● **PROBLEM TO SOLVE**:
Transcribe every record beneath, precisely as written.

● **MATERIAL PROVIDED**:

· · · · · · ·

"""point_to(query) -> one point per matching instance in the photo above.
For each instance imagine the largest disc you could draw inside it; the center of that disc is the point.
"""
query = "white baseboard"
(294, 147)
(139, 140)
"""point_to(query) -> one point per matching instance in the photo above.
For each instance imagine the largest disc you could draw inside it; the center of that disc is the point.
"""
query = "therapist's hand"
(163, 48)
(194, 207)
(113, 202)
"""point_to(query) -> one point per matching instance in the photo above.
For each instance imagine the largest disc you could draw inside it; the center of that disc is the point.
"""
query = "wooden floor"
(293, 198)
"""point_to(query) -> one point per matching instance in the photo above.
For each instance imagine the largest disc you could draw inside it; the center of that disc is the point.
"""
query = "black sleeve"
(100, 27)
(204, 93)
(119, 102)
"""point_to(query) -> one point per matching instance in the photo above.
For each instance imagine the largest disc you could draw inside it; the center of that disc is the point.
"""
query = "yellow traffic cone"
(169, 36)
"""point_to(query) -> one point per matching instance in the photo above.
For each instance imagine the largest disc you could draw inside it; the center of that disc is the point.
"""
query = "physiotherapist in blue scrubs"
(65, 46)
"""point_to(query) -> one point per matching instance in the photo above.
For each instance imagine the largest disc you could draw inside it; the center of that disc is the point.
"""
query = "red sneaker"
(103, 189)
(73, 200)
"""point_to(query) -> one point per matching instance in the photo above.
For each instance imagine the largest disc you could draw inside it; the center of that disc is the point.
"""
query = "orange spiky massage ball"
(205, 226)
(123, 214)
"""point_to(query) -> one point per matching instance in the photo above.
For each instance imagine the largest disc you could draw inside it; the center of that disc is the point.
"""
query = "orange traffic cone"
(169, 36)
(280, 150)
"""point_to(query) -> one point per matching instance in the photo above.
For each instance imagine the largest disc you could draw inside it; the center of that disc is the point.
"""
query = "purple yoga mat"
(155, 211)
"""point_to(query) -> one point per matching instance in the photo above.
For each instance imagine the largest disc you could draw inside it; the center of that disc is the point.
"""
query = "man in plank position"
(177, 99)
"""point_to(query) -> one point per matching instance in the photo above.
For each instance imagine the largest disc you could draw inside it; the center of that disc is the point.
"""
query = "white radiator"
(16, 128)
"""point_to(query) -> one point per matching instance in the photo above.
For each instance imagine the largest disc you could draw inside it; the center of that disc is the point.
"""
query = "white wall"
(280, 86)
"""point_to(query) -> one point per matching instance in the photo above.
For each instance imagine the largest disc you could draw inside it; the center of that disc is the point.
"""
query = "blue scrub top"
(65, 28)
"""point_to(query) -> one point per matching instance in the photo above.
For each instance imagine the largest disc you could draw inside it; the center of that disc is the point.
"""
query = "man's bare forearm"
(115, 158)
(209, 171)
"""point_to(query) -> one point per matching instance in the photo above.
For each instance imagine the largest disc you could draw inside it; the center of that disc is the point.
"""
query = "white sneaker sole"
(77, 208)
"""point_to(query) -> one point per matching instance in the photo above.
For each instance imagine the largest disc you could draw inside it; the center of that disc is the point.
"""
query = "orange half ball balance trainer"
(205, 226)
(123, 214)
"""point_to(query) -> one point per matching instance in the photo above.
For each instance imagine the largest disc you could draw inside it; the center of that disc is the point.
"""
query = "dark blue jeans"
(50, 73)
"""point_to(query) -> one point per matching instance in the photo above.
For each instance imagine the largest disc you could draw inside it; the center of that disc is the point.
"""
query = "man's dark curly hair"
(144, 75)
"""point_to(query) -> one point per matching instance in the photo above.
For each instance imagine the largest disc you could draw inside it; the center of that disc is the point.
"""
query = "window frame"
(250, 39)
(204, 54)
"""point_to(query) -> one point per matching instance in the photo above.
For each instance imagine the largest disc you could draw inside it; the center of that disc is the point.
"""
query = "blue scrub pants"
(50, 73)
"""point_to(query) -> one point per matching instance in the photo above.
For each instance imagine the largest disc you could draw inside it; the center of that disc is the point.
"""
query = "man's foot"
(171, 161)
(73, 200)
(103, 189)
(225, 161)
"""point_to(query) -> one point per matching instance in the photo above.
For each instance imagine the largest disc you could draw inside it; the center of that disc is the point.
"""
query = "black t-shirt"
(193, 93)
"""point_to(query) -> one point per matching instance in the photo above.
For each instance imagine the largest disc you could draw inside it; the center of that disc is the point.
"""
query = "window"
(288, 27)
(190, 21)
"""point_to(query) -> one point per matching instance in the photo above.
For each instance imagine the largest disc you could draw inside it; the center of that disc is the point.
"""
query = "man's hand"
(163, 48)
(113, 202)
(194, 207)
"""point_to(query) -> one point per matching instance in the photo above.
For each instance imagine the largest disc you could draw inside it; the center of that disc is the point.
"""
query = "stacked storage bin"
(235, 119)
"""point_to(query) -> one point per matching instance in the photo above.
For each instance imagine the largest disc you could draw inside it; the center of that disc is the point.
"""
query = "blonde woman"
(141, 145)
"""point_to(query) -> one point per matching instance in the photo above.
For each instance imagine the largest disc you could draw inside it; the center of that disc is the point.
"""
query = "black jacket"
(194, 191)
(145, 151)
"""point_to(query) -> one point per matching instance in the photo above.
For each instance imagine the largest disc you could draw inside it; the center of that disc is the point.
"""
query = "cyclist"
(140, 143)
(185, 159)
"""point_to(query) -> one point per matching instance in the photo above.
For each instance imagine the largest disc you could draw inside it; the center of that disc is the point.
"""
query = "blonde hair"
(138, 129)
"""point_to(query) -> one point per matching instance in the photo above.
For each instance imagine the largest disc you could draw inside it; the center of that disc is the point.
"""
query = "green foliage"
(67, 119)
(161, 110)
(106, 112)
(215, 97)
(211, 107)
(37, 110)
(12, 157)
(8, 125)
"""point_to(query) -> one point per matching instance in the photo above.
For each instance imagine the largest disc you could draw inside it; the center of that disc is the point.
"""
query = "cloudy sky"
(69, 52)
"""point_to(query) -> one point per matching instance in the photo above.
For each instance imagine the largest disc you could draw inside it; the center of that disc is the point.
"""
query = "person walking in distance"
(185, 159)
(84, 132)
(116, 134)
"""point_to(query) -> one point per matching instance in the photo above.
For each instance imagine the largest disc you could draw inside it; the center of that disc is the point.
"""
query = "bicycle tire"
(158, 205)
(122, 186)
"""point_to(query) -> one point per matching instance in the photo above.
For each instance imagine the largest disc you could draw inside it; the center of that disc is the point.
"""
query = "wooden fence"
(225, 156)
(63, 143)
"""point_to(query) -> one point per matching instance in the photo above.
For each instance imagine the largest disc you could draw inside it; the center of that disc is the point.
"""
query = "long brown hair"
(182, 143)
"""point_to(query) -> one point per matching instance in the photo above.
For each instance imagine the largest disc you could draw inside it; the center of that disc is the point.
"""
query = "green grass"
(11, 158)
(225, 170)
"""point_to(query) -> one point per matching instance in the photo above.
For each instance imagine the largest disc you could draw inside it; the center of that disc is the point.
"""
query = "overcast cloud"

· · · · · · ·

● **WRITTEN SOLUTION**:
"""point_to(query) -> one point per matching instance in the photo above.
For each instance imagine the largest disc you could draw inside it; the center of that disc is the point.
"""
query = "white baseboard"
(294, 147)
(139, 140)
"""point_to(query) -> one point per matching instance in the photo above.
For each instance imagine the largest disc you could draw inside it; the center of that disc is the point.
"""
query = "therapist's hand"
(163, 48)
(194, 207)
(113, 202)
"""point_to(query) -> one point per matching instance in the photo above.
For each instance imagine the largest disc you could draw inside it; the center of that disc is the point.
"""
query = "wooden floor"
(293, 198)
"""point_to(query) -> one point per matching instance in the photo above.
For each instance imagine the largest disc you could draw inside it; the center of that disc is the point.
"""
query = "black sleeve"
(100, 27)
(204, 93)
(119, 102)
"""point_to(query) -> one point per matching instance in the photo above.
For each instance imagine the largest disc you could draw inside it; the center of that disc is the point.
"""
query = "yellow traffic cone"
(169, 36)
"""point_to(query) -> one point per matching instance in the photo above.
For each instance imagine the largest disc you could draw inside it; the center of that disc is the point.
"""
query = "physiotherapist in blue scrubs"
(65, 46)
"""point_to(query) -> one point per matching instance in the photo above.
For each instance imagine the largest disc you could draw inside it; the center of that disc is the point.
"""
query = "red sneaker"
(103, 189)
(73, 200)
"""point_to(query) -> one point per matching instance in the photo above.
For each instance imagine the largest disc you could draw inside it; the center of that disc is the point.
"""
query = "orange spiky massage ball"
(205, 226)
(123, 214)
"""point_to(query) -> one point per matching instance in the photo above.
For each instance imagine the largest disc you could draw inside it; the center of that disc is the point.
"""
query = "orange traffic cone"
(169, 36)
(280, 150)
"""point_to(query) -> one point per matching instance in the photo above.
For each instance imagine the largest disc you could draw inside it; the center of that disc is the point.
"""
query = "purple yoga mat"
(155, 211)
"""point_to(query) -> one point per matching instance in the photo above.
For each instance imagine the largest disc you could draw inside it; the center of that disc is the point.
"""
query = "man in plank position"
(177, 99)
"""point_to(query) -> one point per matching instance in the photo above.
For each instance imagine the largest disc you could draw inside it; the center of that disc is the point.
"""
query = "white radiator"
(16, 128)
"""point_to(query) -> one point per matching instance in the photo above.
For each instance imagine the largest disc you could draw inside it; the center of that disc is the point.
"""
query = "white wall"
(280, 86)
"""point_to(query) -> one point per matching instance in the photo above.
For each instance imagine the largest disc you could draw inside it; the center of that disc is the point.
"""
query = "blue scrub top"
(65, 28)
"""point_to(query) -> one point per matching instance in the photo above.
For each instance imagine the largest disc you could draw inside it; the center of that disc is the point.
"""
query = "man's bare forearm"
(115, 158)
(209, 171)
"""point_to(query) -> one point per matching instance in the photo above.
For each instance imagine the largest disc you could draw inside it; the center of that disc is the point.
"""
query = "white sneaker sole"
(77, 208)
"""point_to(query) -> one point per matching instance in the photo above.
For each instance imagine the largest disc you could draw inside it; the center of that disc is the point.
"""
query = "orange half ball balance trainer"
(205, 226)
(123, 214)
"""point_to(query) -> one point per matching instance in the photo above.
For each instance imagine the largest disc you could draw inside it; the center of that disc is the point.
"""
query = "dark blue jeans"
(50, 73)
"""point_to(query) -> one point per matching instance in the photo above.
For each instance imagine the largest disc you could draw inside it; the center of that disc is the point.
"""
query = "man's dark curly hair"
(144, 75)
"""point_to(query) -> one point per matching instance in the photo above.
For each instance imagine the largest disc you could draw inside it; the center of that disc is the point.
"""
query = "window frame"
(250, 39)
(204, 54)
"""point_to(query) -> one point per matching instance in the photo above.
For each instance imagine the largest disc you could draw inside it; the center of that disc is the point.
"""
query = "blue scrub pants"
(50, 73)
"""point_to(query) -> one point per matching instance in the photo above.
For each instance imagine the largest disc you could draw inside it; the center of that disc is the point.
"""
query = "man's foot"
(171, 161)
(73, 200)
(103, 189)
(225, 161)
"""point_to(query) -> one point per matching instance in the photo above.
For each instance imagine the largest disc you could draw inside it; the center of that disc is the point.
"""
query = "black t-shirt"
(193, 93)
"""point_to(query) -> one point per matching instance in the photo above.
For each instance imagine the largest disc you could draw inside it; the center of that disc is the point.
"""
query = "window"
(288, 27)
(190, 21)
"""point_to(query) -> one point per matching instance in the photo above.
For each instance imagine the largest disc you could draw inside it; the center of that disc is the point.
"""
query = "man's hand"
(163, 48)
(113, 202)
(194, 207)
"""point_to(query) -> one point per matching instance in the photo above.
For each instance imagine the largest disc you could draw inside it; the center of that disc is the point.
"""
query = "stacked storage bin"
(235, 119)
"""point_to(query) -> one point per matching instance in the photo above.
For each instance imagine the largest disc you could draw inside it; the center of that disc is the point.
"""
query = "blonde woman"
(141, 145)
"""point_to(query) -> one point per matching instance in the photo above.
For each instance imagine the largest disc you could draw inside it; the center of that disc is the point.
"""
query = "black jacket"
(194, 191)
(145, 151)
"""point_to(query) -> one point per matching instance in the photo above.
For each instance imagine the largest disc you could draw inside it; the center of that disc is the point.
"""
query = "cyclist"
(140, 143)
(185, 159)
"""point_to(query) -> one point per matching instance in the photo above.
For each instance imagine the largest disc you could draw inside it; the center of that disc is the point.
"""
query = "blonde hair"
(138, 129)
"""point_to(query) -> one point per matching instance in the photo above.
For each instance imagine the largest disc you could draw inside it; the center of that disc is the point.
"""
query = "green foliage"
(67, 119)
(161, 110)
(106, 112)
(215, 97)
(211, 107)
(37, 110)
(12, 157)
(8, 125)
"""point_to(query) -> one point per matching instance in the photo above.
For each instance imagine the largest disc you could draw inside it; the center of that disc is the point.
"""
query = "cloudy sky"
(69, 52)
"""point_to(query) -> one point per matching instance in the photo above.
For each instance imagine the largest disc you could draw inside it; the center of that disc is the point.
"""
query = "person walking in distance"
(185, 159)
(84, 132)
(116, 134)
"""point_to(query) -> one point per matching instance in the photo above.
For each instance imagine the largest disc you could draw inside it; the center of that disc is the point.
"""
query = "bicycle tire"
(158, 205)
(122, 186)
"""point_to(query) -> one point per matching instance in the photo above.
For each instance imagine the largest disc you could draw inside it; the center of that disc is the point.
"""
query = "wooden fence"
(225, 156)
(63, 143)
"""point_to(query) -> one point per matching instance in the photo above.
For each instance imagine the largest disc you could draw inside it; the center of that disc is the point.
"""
query = "long brown hair"
(182, 143)
"""point_to(query) -> one point per matching instance in the photo above.
For each instance imagine the largest disc you could draw inside it; the center of that disc is the point.
"""
query = "green grass"
(11, 158)
(225, 170)
"""point_to(query) -> one point per matching instance in the photo above.
For each instance imagine the largest disc you could draw inside it; the center of that disc is the point.
"""
query = "overcast cloud"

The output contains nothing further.